▶ [PROBLEM STATEMENT] Find the lines holding the string "green" in the data, then copy all of them.

(Stored data entries)
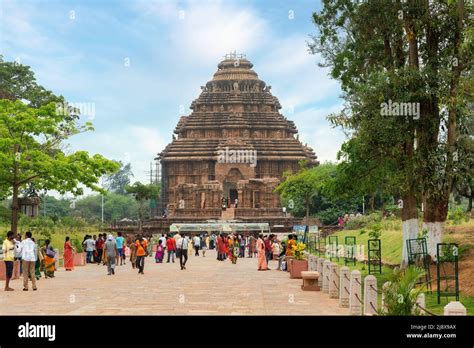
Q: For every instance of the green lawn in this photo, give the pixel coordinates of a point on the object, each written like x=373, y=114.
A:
x=391, y=240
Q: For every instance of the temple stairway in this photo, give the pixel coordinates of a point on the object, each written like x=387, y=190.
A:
x=228, y=214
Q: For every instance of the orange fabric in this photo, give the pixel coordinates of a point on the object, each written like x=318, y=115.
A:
x=68, y=256
x=141, y=247
x=289, y=249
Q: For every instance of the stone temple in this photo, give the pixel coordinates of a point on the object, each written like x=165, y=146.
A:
x=235, y=144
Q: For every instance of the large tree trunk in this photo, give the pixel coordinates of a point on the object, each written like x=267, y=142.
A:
x=15, y=210
x=469, y=205
x=409, y=224
x=434, y=218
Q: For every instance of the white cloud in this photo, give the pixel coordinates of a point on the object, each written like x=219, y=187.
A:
x=316, y=131
x=137, y=108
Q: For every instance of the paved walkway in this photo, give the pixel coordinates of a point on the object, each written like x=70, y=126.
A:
x=207, y=287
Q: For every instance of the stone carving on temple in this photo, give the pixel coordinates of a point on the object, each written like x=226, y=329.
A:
x=247, y=122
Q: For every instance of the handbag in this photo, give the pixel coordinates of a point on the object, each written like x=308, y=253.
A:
x=180, y=249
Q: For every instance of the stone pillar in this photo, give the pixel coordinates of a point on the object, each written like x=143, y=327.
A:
x=333, y=281
x=370, y=295
x=384, y=288
x=320, y=269
x=344, y=286
x=420, y=301
x=326, y=274
x=455, y=308
x=355, y=293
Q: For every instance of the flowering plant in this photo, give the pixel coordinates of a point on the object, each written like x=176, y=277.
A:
x=298, y=251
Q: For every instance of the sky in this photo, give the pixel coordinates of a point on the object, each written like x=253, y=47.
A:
x=140, y=64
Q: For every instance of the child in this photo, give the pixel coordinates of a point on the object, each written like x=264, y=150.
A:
x=159, y=252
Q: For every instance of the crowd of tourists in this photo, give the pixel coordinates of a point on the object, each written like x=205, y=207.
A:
x=34, y=259
x=108, y=250
x=111, y=251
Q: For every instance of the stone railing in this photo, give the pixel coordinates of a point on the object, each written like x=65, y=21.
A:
x=197, y=212
x=345, y=285
x=244, y=212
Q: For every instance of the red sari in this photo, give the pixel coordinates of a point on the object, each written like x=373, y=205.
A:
x=68, y=257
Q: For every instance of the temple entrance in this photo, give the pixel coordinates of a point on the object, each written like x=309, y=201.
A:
x=233, y=194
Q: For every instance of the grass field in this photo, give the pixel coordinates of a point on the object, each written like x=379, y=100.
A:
x=391, y=240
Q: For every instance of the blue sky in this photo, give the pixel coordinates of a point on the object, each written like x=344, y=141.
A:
x=80, y=49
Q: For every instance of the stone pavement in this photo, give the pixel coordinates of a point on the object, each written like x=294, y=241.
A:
x=207, y=287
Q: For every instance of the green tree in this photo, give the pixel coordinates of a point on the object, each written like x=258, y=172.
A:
x=142, y=194
x=32, y=135
x=305, y=184
x=407, y=52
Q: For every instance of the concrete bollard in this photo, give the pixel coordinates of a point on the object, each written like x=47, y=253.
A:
x=333, y=281
x=326, y=274
x=384, y=288
x=370, y=295
x=420, y=301
x=344, y=285
x=455, y=308
x=321, y=271
x=355, y=296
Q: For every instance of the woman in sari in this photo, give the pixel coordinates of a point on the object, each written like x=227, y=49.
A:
x=133, y=253
x=39, y=257
x=262, y=261
x=234, y=249
x=159, y=252
x=48, y=260
x=68, y=255
x=226, y=246
x=291, y=245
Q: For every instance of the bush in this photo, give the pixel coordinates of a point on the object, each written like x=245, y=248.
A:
x=375, y=231
x=358, y=222
x=457, y=216
x=401, y=293
x=329, y=216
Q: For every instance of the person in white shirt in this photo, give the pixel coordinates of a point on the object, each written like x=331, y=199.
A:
x=89, y=244
x=28, y=257
x=182, y=250
x=197, y=244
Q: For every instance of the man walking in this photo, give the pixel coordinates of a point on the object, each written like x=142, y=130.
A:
x=197, y=244
x=28, y=257
x=182, y=248
x=171, y=247
x=8, y=257
x=111, y=251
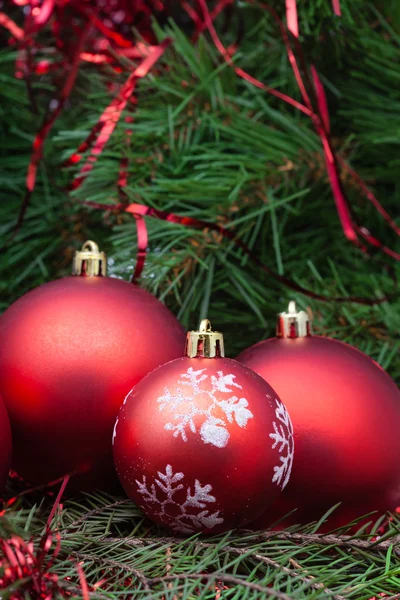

▶ [RESULT]
Q: For every instance of the green lawn in this photo, give the pixel coordinates of a point on the object, each written like x=373, y=114.
Q: For every instance of the green tree in this photo, give the pixel coordinates of a point on the object, each written like x=258, y=172.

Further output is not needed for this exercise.